→ EXERCISE TASK
Copy out the complete listing, word for word.

[Entries from a point annotation set]

━━━━━━━━━━

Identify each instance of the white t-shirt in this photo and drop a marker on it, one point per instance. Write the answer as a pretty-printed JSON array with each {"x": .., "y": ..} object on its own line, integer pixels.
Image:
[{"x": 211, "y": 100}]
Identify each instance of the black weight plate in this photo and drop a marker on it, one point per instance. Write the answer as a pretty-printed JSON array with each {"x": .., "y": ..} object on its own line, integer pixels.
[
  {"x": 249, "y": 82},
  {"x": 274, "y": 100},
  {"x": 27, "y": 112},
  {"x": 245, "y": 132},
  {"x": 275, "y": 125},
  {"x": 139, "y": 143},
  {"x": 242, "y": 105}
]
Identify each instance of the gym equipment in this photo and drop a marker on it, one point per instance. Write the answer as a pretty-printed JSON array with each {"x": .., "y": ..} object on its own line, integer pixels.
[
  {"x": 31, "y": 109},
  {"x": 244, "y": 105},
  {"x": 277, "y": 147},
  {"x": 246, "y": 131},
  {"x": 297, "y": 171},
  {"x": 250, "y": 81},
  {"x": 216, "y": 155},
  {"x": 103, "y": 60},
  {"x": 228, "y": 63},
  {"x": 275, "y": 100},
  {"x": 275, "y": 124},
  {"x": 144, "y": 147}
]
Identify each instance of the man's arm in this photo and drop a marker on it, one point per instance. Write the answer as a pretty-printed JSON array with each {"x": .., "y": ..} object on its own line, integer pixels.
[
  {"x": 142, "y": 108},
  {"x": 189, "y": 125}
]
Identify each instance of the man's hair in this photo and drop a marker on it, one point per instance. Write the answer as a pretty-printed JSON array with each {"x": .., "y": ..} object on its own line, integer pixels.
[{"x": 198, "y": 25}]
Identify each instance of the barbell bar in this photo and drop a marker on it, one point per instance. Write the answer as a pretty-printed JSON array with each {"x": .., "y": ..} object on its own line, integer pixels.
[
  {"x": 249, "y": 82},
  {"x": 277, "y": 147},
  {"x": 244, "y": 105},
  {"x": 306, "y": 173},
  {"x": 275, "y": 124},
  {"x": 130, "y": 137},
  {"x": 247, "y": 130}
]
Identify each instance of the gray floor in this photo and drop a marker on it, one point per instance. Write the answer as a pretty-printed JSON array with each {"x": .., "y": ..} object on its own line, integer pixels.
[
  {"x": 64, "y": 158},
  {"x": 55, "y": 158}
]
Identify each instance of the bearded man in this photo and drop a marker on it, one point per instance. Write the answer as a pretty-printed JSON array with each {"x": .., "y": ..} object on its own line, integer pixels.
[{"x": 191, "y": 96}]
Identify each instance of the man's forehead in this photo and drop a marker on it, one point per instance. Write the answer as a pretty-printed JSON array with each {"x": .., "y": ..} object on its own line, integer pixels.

━━━━━━━━━━

→ RESULT
Identify each instance of the white t-shirt in this photo and drop a marker on it, one point per instance. Write the answer as a pretty-printed JSON array with each {"x": .., "y": ..} object on its own line, integer pixels.
Image:
[{"x": 211, "y": 100}]
Identify each instance of the black weight plate in this photo and drop a marker on it, one point per instance. Write the answer as a pretty-printed JSON array with each {"x": .., "y": ..} object on its own line, integer pixels.
[
  {"x": 249, "y": 82},
  {"x": 274, "y": 100},
  {"x": 27, "y": 112},
  {"x": 245, "y": 132},
  {"x": 275, "y": 125},
  {"x": 139, "y": 143},
  {"x": 242, "y": 105}
]
Identify each instance of the gym equipment in this photo and drop a marker on it, one point per instance. Write the answer as a pretty-printed JSON array with each {"x": .., "y": ..} object on its own line, integer pixels.
[
  {"x": 31, "y": 109},
  {"x": 244, "y": 105},
  {"x": 277, "y": 147},
  {"x": 246, "y": 131},
  {"x": 297, "y": 171},
  {"x": 250, "y": 81},
  {"x": 216, "y": 155},
  {"x": 103, "y": 60},
  {"x": 228, "y": 63},
  {"x": 275, "y": 100},
  {"x": 275, "y": 124},
  {"x": 144, "y": 147}
]
Identify each instance of the man's arm in this photo and drop a marker on it, one point per instance. Write the answer as a pretty-printed JSON array with each {"x": .., "y": ..} object on its own line, integer pixels.
[
  {"x": 142, "y": 108},
  {"x": 189, "y": 125}
]
Identify each instance of the man's hair in this photo and drop a marker on it, one point per instance. Write the answer as a pretty-printed JSON array with each {"x": .., "y": ..} object on its own line, integer pixels.
[{"x": 198, "y": 25}]
Identify each instance of the barbell bar in this photo and drop a marker on it, one point per instance. Write the answer as a pretty-printed JSON array with each {"x": .., "y": ..} object on its own line, integer pixels.
[
  {"x": 249, "y": 82},
  {"x": 277, "y": 147},
  {"x": 244, "y": 105},
  {"x": 306, "y": 173},
  {"x": 275, "y": 124},
  {"x": 130, "y": 137},
  {"x": 247, "y": 130}
]
Identify each instance of the gray floor in this photo and drop a marker on it, one point per instance. Write the answer as a pretty-printed JSON array with each {"x": .., "y": ..} object on its own line, integer pixels.
[
  {"x": 64, "y": 158},
  {"x": 55, "y": 158}
]
Identify each instance of the bearded man in this photo and drop a marker on it, one point per instance. Write the answer as a pretty-printed JSON array with each {"x": .., "y": ..} object on its own line, integer pixels.
[{"x": 191, "y": 96}]
Identify each instance of the man's forehead in this photo and drop a marker on it, one point per instance. Write the answer as a pretty-printed JSON array with each {"x": .., "y": ..} object on its own line, integer pixels.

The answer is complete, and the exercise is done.